# What the exercise asks
Word for word, the data below must be repeated in full; no picture is to be included.

━━ Data section

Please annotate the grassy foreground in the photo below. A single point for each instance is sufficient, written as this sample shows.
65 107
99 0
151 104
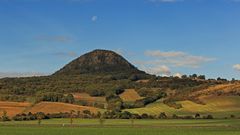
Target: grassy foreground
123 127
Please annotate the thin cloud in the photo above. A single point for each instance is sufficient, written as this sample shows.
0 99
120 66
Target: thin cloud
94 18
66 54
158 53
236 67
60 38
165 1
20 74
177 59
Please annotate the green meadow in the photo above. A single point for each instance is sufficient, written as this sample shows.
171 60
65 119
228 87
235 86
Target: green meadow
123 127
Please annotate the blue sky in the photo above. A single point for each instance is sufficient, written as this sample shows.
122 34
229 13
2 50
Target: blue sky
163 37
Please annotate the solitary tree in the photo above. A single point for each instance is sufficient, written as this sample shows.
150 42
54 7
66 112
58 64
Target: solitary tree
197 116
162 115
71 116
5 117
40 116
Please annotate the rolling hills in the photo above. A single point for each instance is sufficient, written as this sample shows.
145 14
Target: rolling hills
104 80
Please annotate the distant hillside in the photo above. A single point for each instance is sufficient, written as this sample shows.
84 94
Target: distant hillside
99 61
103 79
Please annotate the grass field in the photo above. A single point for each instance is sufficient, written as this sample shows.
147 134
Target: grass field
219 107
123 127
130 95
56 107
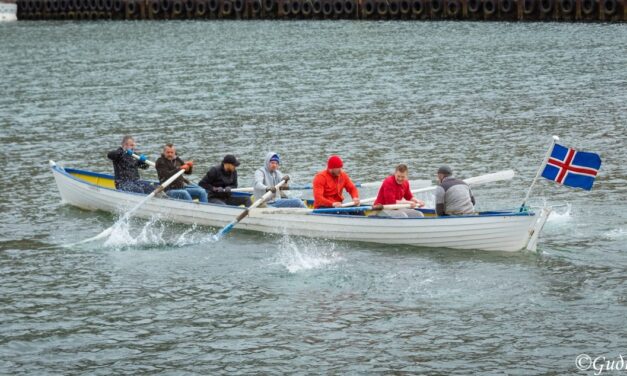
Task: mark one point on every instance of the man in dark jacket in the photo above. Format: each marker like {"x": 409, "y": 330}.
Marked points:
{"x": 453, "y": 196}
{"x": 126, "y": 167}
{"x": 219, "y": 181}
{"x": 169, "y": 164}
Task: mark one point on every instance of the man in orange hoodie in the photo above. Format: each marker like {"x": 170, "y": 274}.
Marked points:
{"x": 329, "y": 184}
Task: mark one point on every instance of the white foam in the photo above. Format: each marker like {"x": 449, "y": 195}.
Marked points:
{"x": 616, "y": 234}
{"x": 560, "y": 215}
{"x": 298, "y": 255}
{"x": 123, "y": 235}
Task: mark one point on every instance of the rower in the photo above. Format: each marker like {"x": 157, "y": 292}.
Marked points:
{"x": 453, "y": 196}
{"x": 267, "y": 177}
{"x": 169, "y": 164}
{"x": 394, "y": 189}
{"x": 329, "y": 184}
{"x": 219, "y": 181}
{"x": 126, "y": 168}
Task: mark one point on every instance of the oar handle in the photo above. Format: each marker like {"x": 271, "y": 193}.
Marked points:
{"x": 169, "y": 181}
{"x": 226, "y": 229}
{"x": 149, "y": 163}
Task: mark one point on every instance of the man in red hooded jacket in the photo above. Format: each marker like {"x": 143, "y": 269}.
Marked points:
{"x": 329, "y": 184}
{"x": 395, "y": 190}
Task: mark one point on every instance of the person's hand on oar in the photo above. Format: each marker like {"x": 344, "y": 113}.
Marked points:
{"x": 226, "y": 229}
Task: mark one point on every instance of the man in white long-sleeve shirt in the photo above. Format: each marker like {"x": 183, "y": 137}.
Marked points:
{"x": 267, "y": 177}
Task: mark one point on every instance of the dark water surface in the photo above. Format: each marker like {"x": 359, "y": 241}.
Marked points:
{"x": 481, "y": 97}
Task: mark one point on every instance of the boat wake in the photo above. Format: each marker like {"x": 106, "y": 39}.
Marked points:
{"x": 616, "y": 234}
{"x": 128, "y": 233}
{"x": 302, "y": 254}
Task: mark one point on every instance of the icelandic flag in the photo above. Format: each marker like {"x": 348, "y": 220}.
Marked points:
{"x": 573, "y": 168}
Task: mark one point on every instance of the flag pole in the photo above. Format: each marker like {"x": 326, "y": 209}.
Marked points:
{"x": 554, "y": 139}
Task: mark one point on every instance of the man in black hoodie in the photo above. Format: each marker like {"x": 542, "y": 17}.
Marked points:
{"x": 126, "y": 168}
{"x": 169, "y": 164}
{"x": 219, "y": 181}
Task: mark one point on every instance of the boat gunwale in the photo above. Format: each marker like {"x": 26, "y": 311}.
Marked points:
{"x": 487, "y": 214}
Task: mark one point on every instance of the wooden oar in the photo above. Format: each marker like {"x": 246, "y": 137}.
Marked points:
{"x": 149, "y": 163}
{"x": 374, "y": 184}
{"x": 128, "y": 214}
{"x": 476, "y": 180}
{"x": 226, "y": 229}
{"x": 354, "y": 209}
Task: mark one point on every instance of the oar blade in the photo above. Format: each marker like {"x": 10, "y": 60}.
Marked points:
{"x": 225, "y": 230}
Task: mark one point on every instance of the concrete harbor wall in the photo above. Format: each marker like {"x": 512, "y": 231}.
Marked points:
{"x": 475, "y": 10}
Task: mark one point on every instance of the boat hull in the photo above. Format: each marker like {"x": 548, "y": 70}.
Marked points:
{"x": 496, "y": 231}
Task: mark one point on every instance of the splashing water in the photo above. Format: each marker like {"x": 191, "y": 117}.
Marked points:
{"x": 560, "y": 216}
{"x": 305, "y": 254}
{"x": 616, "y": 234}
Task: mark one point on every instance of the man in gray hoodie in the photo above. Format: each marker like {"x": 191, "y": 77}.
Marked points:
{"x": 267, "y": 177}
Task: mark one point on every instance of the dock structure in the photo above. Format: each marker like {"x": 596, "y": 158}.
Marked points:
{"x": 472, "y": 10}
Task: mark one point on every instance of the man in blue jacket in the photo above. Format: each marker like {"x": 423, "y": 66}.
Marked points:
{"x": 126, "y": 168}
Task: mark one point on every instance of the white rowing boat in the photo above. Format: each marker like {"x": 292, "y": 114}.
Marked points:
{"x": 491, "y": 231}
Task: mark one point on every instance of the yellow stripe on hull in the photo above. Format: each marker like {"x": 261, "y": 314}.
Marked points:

━━━━

# Written reply
Please annotate the grassy foreground in the photo below. A single point for each instance is sufficient, written as this sample shows.
65 107
99 0
151 104
Target: grassy foreground
123 127
Please annotate the thin cloud in the photo above. A single point for each instance is sufficient, written as this sample shows.
0 99
120 66
Target: thin cloud
94 18
66 54
158 53
236 67
60 38
165 1
20 74
177 59
Please annotate the green meadow in the photo above. A single point for each instance is sufficient, written as this sample shows.
171 60
65 119
228 87
235 86
Target: green meadow
123 127
Please annotate the blue sky in the photo above. A single point for each instance is sufficient, written as this sample shows.
122 34
229 13
2 50
Target: blue sky
163 37
Please annotate the solitary tree in the photo above. A single point for each instance is sufficient, written as this sample shows.
150 42
54 7
66 112
58 64
Target: solitary tree
197 116
162 115
71 116
5 117
40 116
Please annotate the rolling hills in the photo above. A single point for each instance is sufficient, written as this sample shows.
145 14
Target: rolling hills
104 80
Please annotate the distant hillside in the photo above. A single point for each instance is sufficient, written as this sample shows.
84 94
Target: distant hillside
99 61
103 79
Please annotate the grass field in the photo above. A single point for each instance is sufficient, written as this sample shows.
147 134
Target: grass field
219 107
123 127
130 95
56 107
Task: mark one point on every instance of the man in dark jacket in the photo above. Format: each marker like {"x": 409, "y": 330}.
Marked points:
{"x": 453, "y": 196}
{"x": 126, "y": 167}
{"x": 219, "y": 181}
{"x": 169, "y": 164}
Task: mark one point on every instance of the man in orange hoodie in the photo above. Format: each marker like {"x": 170, "y": 274}.
Marked points:
{"x": 329, "y": 184}
Task: mark one point on every instance of the white foam in the photo above. Format: each marker like {"x": 449, "y": 195}.
Marked points:
{"x": 616, "y": 234}
{"x": 560, "y": 215}
{"x": 298, "y": 255}
{"x": 123, "y": 235}
Task: mark one point on every instance of the rower in the photo above. Format: each marker like {"x": 157, "y": 292}.
Marked points:
{"x": 453, "y": 196}
{"x": 267, "y": 177}
{"x": 169, "y": 164}
{"x": 394, "y": 189}
{"x": 329, "y": 184}
{"x": 219, "y": 181}
{"x": 126, "y": 168}
Task: mark one point on every instance of the oar handle in the photo above. Format: each marker like {"x": 271, "y": 193}.
Marked points:
{"x": 169, "y": 181}
{"x": 226, "y": 229}
{"x": 149, "y": 163}
Task: mark one point on every instance of the man in red hooded jacket in the photo above. Format: each marker like {"x": 143, "y": 269}.
Marked points:
{"x": 329, "y": 184}
{"x": 395, "y": 190}
Task: mark one point on every instance of the person's hand on oar in the photo above. Format: each marker like {"x": 344, "y": 113}.
Marked points:
{"x": 226, "y": 229}
Task: mark one point on every instance of the man in white long-sleeve shirt in the photo above. Format: each marker like {"x": 183, "y": 137}.
Marked points:
{"x": 267, "y": 177}
Task: mark one point on every instance of the dark water surface in the photo above. Format: each marker like {"x": 359, "y": 241}.
Marked points:
{"x": 481, "y": 97}
Task: mark one point on every instance of the boat wake in the photo above. Format: each marker like {"x": 106, "y": 39}.
Marked points:
{"x": 616, "y": 234}
{"x": 128, "y": 233}
{"x": 302, "y": 254}
Task: mark one point on every instance of the icelandic flag in the photo above. Format: each marker like {"x": 348, "y": 220}.
Marked points:
{"x": 573, "y": 168}
Task: mark one point on every instance of the flag pole in the photo above. Format: each marker like {"x": 326, "y": 209}.
Marked points:
{"x": 554, "y": 139}
Task: mark one point on every instance of the man in black hoodie in the photo above. Format: each marker like {"x": 542, "y": 17}.
Marked points:
{"x": 126, "y": 168}
{"x": 169, "y": 164}
{"x": 219, "y": 181}
Task: mark one point on every instance of the boat gunwale in the photo above. Format: each marker like {"x": 26, "y": 311}.
Marked points:
{"x": 487, "y": 214}
Task: mark one point on every instance of the wooden oar in the photo above. Format: each marker like {"x": 246, "y": 137}.
Marked points:
{"x": 149, "y": 163}
{"x": 374, "y": 184}
{"x": 128, "y": 214}
{"x": 476, "y": 180}
{"x": 226, "y": 229}
{"x": 354, "y": 209}
Task: mark one point on every instance of the oar blade in the photo above. Format: each marker like {"x": 10, "y": 60}.
Marked points:
{"x": 225, "y": 230}
Task: mark one point on every instance of the concrete harbor wall in the photo above. Format: each marker like {"x": 512, "y": 231}.
Marked points:
{"x": 475, "y": 10}
Task: mark one point on every instance of the boat hull in the photo above. Format: each marker like {"x": 548, "y": 70}.
Marked points:
{"x": 496, "y": 231}
Task: mark one point on every instance of the splashing water in the photo above. Format: each marker like {"x": 191, "y": 117}.
Marked points:
{"x": 560, "y": 216}
{"x": 305, "y": 254}
{"x": 616, "y": 234}
Task: mark one point on every instance of the man in gray hoodie in the photo above. Format: each marker like {"x": 191, "y": 77}.
Marked points:
{"x": 267, "y": 177}
Task: mark one point on every instance of the dock structure in the photo above. Format: each marker like {"x": 596, "y": 158}.
Marked points:
{"x": 472, "y": 10}
Task: mark one point on every instance of the man in blue jacket in the photo above. Format: each marker like {"x": 423, "y": 66}.
Marked points:
{"x": 126, "y": 168}
Task: mark one point on every instance of the white rowing boat in the photo above. Format: each marker like {"x": 292, "y": 114}.
Marked points:
{"x": 491, "y": 231}
Task: mark one point on every instance of the yellow stripe on hull in the photo above. Format: each marker like {"x": 261, "y": 314}.
Marked points:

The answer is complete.